* [Task to carry out]
Retype the whole of the data exactly.

* [Records shown]
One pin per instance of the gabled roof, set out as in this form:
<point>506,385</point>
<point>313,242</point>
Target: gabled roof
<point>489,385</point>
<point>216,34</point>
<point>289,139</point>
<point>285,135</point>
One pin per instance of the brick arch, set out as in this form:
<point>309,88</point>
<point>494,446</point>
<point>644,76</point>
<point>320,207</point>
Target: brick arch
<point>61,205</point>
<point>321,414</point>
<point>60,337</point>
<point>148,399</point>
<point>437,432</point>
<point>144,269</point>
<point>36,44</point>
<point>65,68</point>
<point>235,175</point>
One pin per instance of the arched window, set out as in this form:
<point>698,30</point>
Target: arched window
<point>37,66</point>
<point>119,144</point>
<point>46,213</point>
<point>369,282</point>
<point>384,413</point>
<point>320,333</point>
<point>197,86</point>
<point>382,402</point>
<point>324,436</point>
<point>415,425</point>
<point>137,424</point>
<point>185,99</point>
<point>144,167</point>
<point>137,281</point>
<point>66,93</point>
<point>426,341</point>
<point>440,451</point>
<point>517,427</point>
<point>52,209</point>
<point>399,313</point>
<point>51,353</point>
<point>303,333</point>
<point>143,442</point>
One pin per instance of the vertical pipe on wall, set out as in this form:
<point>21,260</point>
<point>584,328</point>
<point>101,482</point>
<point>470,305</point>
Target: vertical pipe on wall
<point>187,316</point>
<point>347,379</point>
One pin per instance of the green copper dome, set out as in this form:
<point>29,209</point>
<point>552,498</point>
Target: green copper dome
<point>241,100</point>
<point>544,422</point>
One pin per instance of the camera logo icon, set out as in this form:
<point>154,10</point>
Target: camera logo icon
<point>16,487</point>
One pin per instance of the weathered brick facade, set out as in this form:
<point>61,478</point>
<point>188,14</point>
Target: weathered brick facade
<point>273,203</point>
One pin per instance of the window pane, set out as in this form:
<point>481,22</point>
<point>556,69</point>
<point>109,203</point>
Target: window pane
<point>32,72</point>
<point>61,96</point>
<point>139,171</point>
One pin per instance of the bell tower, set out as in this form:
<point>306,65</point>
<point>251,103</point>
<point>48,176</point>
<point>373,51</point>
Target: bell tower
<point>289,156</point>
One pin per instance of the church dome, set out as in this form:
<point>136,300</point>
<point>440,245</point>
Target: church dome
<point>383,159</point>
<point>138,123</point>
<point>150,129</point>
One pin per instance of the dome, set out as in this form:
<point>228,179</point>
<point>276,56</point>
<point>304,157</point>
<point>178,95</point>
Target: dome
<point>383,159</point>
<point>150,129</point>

* [Answer box]
One pin per instance of the gabled roof, set out as in this form:
<point>506,385</point>
<point>313,242</point>
Target: gabled roof
<point>489,385</point>
<point>216,34</point>
<point>289,139</point>
<point>285,135</point>
One pin per instance of the brick arch, set out as in this form:
<point>309,88</point>
<point>494,446</point>
<point>644,76</point>
<point>320,207</point>
Target: brick arch
<point>61,205</point>
<point>321,414</point>
<point>60,337</point>
<point>148,399</point>
<point>437,432</point>
<point>144,269</point>
<point>36,44</point>
<point>65,68</point>
<point>235,175</point>
One pin per instance of the arched window, set out as in this form:
<point>698,30</point>
Target: arched window
<point>37,66</point>
<point>119,144</point>
<point>46,213</point>
<point>369,282</point>
<point>384,413</point>
<point>320,333</point>
<point>197,86</point>
<point>382,402</point>
<point>324,436</point>
<point>415,425</point>
<point>137,424</point>
<point>185,99</point>
<point>144,167</point>
<point>137,281</point>
<point>66,93</point>
<point>426,341</point>
<point>440,451</point>
<point>517,427</point>
<point>52,209</point>
<point>399,313</point>
<point>51,353</point>
<point>303,333</point>
<point>143,442</point>
One pin per instance of the vertical pipe on wall, set out as in this form:
<point>21,260</point>
<point>584,328</point>
<point>101,482</point>
<point>470,305</point>
Target: vertical pipe on wall
<point>187,316</point>
<point>347,379</point>
One pin per instance of the green copper dome, set out as in this form:
<point>29,209</point>
<point>552,498</point>
Target: green copper dome
<point>241,100</point>
<point>544,422</point>
One pin per instance of the camera logo icon, set out as in this form:
<point>154,10</point>
Target: camera logo icon
<point>16,487</point>
One pin per instance of the weathered brick facade, set out as in this form:
<point>61,478</point>
<point>188,14</point>
Target: weathered brick facade
<point>273,203</point>
One pin per instance of the window pane, set out as in this form:
<point>481,22</point>
<point>556,69</point>
<point>109,203</point>
Target: window pane
<point>32,72</point>
<point>61,96</point>
<point>139,171</point>
One pin per instance of the bell tower, set out as in this form:
<point>306,65</point>
<point>251,103</point>
<point>48,176</point>
<point>373,51</point>
Target: bell tower
<point>289,156</point>
One pin per instance of the church dome, set out as in this form:
<point>136,300</point>
<point>440,245</point>
Target: church dome
<point>383,159</point>
<point>138,123</point>
<point>150,129</point>
One pin per instance of the dome, set out as in this form:
<point>228,179</point>
<point>276,56</point>
<point>304,157</point>
<point>178,95</point>
Target: dome
<point>383,159</point>
<point>150,129</point>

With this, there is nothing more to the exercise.